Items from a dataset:
_ _ _ _ _

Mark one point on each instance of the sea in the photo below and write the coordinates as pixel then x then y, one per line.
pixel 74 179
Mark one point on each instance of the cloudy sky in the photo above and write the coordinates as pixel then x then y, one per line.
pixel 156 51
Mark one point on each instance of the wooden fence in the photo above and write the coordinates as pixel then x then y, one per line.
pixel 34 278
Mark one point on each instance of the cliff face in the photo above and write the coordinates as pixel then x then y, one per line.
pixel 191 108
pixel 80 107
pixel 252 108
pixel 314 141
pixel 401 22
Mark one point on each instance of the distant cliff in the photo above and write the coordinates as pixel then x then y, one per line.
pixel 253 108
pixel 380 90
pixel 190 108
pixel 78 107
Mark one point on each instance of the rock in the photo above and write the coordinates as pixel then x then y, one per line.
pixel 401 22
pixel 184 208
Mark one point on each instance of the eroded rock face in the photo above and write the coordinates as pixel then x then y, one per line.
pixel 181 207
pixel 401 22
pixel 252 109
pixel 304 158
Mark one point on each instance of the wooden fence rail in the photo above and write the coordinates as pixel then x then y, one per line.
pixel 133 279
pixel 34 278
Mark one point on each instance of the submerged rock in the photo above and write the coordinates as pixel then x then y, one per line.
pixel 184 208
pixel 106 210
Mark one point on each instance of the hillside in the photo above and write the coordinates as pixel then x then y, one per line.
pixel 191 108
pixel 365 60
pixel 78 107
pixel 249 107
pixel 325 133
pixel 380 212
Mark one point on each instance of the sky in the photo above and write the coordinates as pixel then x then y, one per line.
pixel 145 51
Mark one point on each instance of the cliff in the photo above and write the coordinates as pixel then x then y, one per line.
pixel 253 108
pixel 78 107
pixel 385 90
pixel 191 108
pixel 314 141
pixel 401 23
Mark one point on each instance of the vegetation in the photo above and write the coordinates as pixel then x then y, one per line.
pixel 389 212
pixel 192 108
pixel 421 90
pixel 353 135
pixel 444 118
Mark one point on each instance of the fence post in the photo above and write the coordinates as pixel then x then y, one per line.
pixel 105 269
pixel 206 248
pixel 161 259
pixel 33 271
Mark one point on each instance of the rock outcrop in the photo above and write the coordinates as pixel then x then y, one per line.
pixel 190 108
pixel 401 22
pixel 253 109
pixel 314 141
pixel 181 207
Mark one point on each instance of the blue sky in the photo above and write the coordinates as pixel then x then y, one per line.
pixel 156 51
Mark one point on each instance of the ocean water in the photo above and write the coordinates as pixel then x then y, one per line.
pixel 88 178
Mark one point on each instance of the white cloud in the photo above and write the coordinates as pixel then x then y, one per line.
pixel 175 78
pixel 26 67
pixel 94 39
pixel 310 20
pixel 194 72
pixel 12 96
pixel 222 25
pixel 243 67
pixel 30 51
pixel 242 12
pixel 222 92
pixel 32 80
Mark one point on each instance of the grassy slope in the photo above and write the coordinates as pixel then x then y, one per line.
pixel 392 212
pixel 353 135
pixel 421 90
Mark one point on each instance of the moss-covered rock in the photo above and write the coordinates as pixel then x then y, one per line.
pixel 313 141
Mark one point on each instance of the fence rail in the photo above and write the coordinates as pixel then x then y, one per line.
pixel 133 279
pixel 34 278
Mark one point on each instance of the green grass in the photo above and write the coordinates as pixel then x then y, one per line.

_ _ _ _ _

Directions:
Return the lines above word for word, starting at the line containing "Mark one point on each instance of the distant" and ending at the line containing "pixel 304 158", with both of those lines included.

Output of the exercise:
Mark one point on each instance of the distant cliff in the photo above and write the coordinates as pixel then x then y, one per line.
pixel 253 108
pixel 380 90
pixel 190 108
pixel 78 107
Mark one point on each instance of the rock in the photo above and write the coordinates as pixel then x then y, one per line.
pixel 401 22
pixel 184 208
Mark one point on each instance of the eroded rock face in the photo above and write the coordinates as pixel then x then y, one per line.
pixel 181 207
pixel 401 22
pixel 252 109
pixel 304 158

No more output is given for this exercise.